#### DATA SUPPLIED
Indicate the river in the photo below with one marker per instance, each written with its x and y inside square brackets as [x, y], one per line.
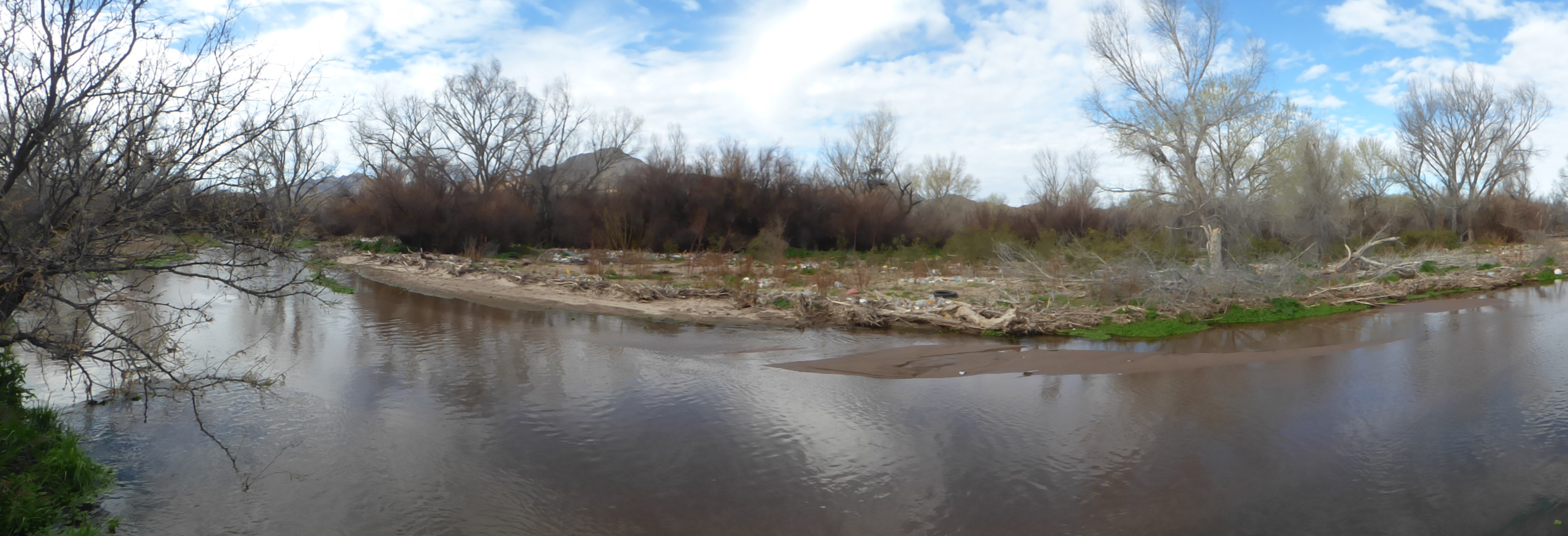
[410, 414]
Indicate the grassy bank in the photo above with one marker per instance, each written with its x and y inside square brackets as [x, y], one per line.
[1154, 328]
[48, 485]
[1076, 289]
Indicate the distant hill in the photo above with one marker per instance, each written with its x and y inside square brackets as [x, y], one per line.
[612, 167]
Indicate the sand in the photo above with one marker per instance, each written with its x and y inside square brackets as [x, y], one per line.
[497, 292]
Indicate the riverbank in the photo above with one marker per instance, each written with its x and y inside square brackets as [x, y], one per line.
[987, 300]
[48, 483]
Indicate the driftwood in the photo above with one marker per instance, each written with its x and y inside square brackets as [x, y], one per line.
[1360, 256]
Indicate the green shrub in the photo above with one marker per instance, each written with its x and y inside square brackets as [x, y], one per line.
[1429, 239]
[46, 480]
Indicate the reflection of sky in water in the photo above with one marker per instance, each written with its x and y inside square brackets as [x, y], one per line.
[405, 413]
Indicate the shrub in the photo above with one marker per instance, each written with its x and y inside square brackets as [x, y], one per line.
[48, 481]
[979, 245]
[1429, 239]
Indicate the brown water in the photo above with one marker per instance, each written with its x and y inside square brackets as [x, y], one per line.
[408, 414]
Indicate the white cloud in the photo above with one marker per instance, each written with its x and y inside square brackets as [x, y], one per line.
[1471, 8]
[780, 74]
[1307, 99]
[1313, 73]
[1399, 25]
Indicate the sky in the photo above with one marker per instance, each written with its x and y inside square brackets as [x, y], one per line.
[990, 81]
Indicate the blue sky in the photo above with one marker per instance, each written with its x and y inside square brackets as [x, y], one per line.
[990, 81]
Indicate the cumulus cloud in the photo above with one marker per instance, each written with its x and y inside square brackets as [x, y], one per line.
[1471, 8]
[1313, 73]
[1307, 99]
[1399, 25]
[785, 74]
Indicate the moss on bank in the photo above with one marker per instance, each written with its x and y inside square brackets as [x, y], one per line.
[1141, 329]
[48, 483]
[322, 279]
[1283, 309]
[1154, 328]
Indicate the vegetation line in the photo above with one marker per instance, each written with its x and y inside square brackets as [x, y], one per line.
[48, 483]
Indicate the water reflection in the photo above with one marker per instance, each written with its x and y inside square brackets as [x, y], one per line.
[414, 414]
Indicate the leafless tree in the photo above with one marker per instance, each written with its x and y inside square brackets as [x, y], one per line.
[1465, 138]
[1314, 185]
[672, 153]
[869, 157]
[286, 168]
[943, 176]
[1211, 135]
[1058, 185]
[483, 130]
[123, 134]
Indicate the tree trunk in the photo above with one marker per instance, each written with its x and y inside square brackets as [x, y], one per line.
[1216, 259]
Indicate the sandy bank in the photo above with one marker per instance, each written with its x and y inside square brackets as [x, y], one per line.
[510, 293]
[979, 359]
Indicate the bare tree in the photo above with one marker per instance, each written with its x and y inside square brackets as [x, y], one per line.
[286, 168]
[1314, 185]
[672, 153]
[869, 157]
[1211, 137]
[1463, 140]
[1058, 185]
[943, 176]
[485, 132]
[483, 124]
[123, 134]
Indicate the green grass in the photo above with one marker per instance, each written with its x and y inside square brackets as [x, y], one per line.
[380, 246]
[331, 284]
[48, 481]
[1142, 329]
[1548, 276]
[1438, 293]
[1283, 309]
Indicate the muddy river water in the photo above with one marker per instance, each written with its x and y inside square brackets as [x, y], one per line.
[410, 414]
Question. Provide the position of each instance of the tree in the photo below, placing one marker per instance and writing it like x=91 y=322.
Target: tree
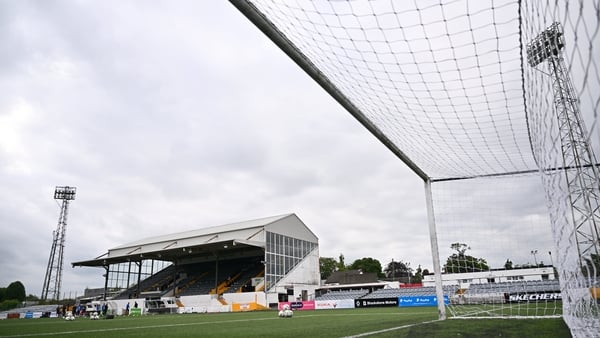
x=327 y=265
x=461 y=262
x=367 y=264
x=461 y=248
x=16 y=291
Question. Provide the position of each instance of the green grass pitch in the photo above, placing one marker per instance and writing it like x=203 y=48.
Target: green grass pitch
x=372 y=322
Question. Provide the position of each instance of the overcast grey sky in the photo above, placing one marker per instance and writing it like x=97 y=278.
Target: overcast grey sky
x=171 y=116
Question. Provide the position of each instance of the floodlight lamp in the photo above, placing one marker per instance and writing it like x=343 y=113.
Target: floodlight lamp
x=64 y=193
x=548 y=43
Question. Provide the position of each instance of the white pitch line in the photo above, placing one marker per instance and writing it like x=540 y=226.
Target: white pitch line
x=390 y=329
x=131 y=328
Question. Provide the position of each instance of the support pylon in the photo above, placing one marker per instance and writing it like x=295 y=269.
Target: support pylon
x=53 y=279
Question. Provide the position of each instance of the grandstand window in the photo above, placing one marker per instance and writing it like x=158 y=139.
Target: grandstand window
x=283 y=253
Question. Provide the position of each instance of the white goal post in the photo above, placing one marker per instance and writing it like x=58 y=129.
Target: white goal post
x=488 y=103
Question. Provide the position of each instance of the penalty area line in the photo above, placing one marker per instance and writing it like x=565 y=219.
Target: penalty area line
x=390 y=329
x=113 y=329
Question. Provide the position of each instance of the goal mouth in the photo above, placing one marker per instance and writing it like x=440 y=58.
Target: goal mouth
x=454 y=92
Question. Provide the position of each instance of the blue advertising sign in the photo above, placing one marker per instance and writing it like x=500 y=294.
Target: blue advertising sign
x=420 y=301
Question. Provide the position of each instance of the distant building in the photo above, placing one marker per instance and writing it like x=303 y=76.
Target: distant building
x=465 y=279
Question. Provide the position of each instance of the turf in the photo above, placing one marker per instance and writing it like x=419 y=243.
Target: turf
x=380 y=322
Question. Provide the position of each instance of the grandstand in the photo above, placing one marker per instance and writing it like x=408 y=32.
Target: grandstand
x=262 y=261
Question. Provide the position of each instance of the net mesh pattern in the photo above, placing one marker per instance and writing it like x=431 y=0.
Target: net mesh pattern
x=449 y=84
x=442 y=81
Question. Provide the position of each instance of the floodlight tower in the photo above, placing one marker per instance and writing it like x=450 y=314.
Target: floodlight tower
x=52 y=281
x=579 y=163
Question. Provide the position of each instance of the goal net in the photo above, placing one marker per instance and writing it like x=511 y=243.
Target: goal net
x=480 y=99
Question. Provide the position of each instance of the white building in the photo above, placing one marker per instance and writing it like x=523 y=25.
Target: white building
x=463 y=280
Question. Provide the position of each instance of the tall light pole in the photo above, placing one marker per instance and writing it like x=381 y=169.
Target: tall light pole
x=53 y=279
x=579 y=162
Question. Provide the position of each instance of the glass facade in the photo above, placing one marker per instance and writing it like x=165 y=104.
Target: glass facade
x=283 y=253
x=125 y=275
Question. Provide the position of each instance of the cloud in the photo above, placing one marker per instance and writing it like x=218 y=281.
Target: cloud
x=175 y=116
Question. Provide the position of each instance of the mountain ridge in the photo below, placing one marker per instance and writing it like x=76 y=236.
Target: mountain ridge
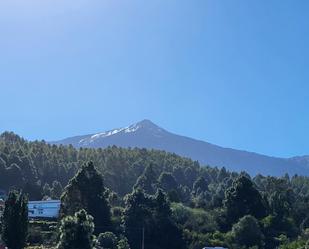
x=146 y=134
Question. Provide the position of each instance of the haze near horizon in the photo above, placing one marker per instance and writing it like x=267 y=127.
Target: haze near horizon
x=232 y=74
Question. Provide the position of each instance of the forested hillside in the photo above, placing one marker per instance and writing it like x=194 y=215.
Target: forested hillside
x=162 y=193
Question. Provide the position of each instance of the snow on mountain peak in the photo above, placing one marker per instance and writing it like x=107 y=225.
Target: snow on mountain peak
x=144 y=124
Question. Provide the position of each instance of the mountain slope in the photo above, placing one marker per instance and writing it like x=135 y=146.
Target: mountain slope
x=146 y=134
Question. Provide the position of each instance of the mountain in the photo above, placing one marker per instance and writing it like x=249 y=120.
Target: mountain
x=146 y=134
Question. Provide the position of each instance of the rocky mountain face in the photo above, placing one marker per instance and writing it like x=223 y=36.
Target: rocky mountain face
x=146 y=134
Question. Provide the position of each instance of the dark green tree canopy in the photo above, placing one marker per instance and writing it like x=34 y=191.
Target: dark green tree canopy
x=86 y=191
x=15 y=220
x=247 y=232
x=76 y=232
x=242 y=198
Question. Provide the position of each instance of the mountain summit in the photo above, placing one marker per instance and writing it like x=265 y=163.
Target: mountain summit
x=146 y=134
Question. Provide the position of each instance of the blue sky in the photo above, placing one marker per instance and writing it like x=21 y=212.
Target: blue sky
x=234 y=73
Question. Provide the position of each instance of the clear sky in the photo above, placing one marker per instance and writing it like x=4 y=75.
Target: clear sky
x=233 y=73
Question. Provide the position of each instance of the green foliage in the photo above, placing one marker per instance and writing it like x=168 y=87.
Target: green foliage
x=86 y=191
x=153 y=214
x=247 y=232
x=209 y=200
x=242 y=198
x=107 y=240
x=15 y=220
x=123 y=244
x=76 y=232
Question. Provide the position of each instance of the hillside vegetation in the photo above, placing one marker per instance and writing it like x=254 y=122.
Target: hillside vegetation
x=127 y=191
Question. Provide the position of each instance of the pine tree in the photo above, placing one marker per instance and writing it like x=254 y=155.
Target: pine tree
x=76 y=232
x=15 y=221
x=86 y=191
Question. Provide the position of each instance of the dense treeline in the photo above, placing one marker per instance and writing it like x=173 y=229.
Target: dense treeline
x=160 y=194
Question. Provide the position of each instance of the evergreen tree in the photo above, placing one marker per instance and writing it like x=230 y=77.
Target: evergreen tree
x=15 y=220
x=247 y=232
x=86 y=191
x=76 y=232
x=56 y=190
x=147 y=181
x=243 y=198
x=107 y=240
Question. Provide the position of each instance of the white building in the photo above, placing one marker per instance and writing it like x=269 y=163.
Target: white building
x=44 y=209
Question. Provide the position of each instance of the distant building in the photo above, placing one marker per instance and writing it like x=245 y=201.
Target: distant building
x=44 y=209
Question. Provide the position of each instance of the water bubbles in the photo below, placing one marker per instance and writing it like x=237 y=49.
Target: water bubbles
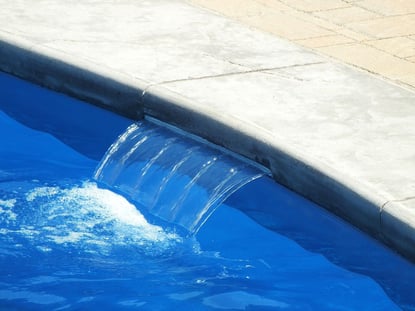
x=83 y=217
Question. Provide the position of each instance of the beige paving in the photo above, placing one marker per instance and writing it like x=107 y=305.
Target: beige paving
x=374 y=35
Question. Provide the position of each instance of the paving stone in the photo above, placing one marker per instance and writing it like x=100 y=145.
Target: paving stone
x=325 y=41
x=388 y=7
x=274 y=4
x=347 y=15
x=371 y=59
x=315 y=5
x=286 y=26
x=386 y=27
x=399 y=46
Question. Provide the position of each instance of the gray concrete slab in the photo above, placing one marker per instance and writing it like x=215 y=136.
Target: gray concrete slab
x=340 y=137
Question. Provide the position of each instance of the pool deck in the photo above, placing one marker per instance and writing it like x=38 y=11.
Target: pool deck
x=320 y=92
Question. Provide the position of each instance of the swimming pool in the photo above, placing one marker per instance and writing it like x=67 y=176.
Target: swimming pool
x=69 y=243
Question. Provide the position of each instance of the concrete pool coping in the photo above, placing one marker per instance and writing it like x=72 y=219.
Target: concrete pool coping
x=340 y=137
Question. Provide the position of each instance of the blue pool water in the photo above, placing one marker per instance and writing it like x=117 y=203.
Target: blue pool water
x=68 y=243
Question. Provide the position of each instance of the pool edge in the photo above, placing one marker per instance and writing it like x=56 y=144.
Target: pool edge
x=74 y=77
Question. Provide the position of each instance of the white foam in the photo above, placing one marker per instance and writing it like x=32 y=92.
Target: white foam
x=90 y=216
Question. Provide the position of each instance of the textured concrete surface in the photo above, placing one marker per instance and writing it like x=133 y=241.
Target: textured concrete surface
x=339 y=136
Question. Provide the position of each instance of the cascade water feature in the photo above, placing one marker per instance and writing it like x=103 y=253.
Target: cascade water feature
x=173 y=176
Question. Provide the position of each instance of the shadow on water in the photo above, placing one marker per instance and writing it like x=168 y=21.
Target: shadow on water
x=279 y=209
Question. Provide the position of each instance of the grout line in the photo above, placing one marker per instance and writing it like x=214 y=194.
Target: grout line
x=234 y=73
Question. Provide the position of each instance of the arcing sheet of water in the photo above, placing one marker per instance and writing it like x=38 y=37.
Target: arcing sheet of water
x=173 y=176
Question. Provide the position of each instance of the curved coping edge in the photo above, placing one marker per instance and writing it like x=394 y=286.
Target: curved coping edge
x=350 y=199
x=80 y=79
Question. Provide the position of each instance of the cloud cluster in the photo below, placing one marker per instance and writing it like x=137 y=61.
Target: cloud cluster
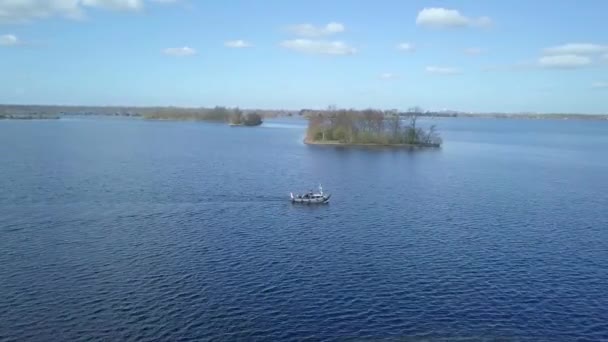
x=309 y=30
x=319 y=47
x=600 y=85
x=442 y=70
x=388 y=76
x=20 y=11
x=309 y=43
x=237 y=44
x=438 y=17
x=571 y=55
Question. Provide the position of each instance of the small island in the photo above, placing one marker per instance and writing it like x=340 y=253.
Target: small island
x=369 y=128
x=240 y=119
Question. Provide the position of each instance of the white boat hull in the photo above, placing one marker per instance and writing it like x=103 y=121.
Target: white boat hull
x=314 y=200
x=311 y=198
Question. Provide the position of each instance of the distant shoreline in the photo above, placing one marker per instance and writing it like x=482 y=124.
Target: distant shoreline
x=21 y=112
x=336 y=143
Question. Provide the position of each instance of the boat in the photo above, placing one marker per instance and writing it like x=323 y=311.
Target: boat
x=310 y=197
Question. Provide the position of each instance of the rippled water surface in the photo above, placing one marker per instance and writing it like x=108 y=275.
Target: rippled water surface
x=114 y=229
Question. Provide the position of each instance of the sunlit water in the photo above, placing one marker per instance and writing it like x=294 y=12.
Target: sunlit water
x=124 y=229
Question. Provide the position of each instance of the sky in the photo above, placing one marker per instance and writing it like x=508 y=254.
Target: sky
x=481 y=56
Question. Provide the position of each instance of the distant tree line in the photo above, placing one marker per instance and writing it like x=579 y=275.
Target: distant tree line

#### ASSIGNMENT
In the entries above, find the line holding "Question. Provide the position of each instance of the haze" and the line holding "Question. Provide the position of each instance of the blue sky", then retype exactly those two lines and every line between them, and nothing else.

#### OUTPUT
Question. Provide the position of each instance of the haze near horizon in the photo above, placing one marker per instance and writing it like x=267 y=127.
Target: haze near horizon
x=232 y=74
Question. Provide the position of each instance of the forested hillside in the photo above, placing one marker per instance and writing it like x=194 y=215.
Target: forested hillside
x=162 y=193
Question. Provide the position of each instance of the snow on mountain peak in the photo above, placing one marker per instance and writing it like x=107 y=225.
Target: snow on mountain peak
x=144 y=124
Question. Provide the position of each instance of the mountain slope in the photo above, placing one marker per instance and writing it like x=135 y=146.
Target: mountain slope
x=146 y=134
Question. Provide the position of each instance of the mountain in the photo above, placing one marker per instance and writing it like x=249 y=120.
Target: mountain
x=146 y=134
Question. Provide the position of each instance of the rocky mountain face in the photo above, placing one marker per instance and writing it like x=223 y=36.
Target: rocky mountain face
x=146 y=134
Question. Provide the position of each instance of the dark green tree canopy in the photo above, placing one marker per instance and writing it like x=34 y=191.
Target: dark green tree canopy
x=86 y=191
x=15 y=220
x=247 y=232
x=76 y=232
x=242 y=198
Question. Provide the position of each instance of the mountain summit in the photo above, placing one marker per instance and writing it like x=265 y=163.
Target: mountain summit
x=146 y=134
Question. Provide the position of each instance of the blue sky in the photo above, placing one marker per instance and writing it like x=21 y=212.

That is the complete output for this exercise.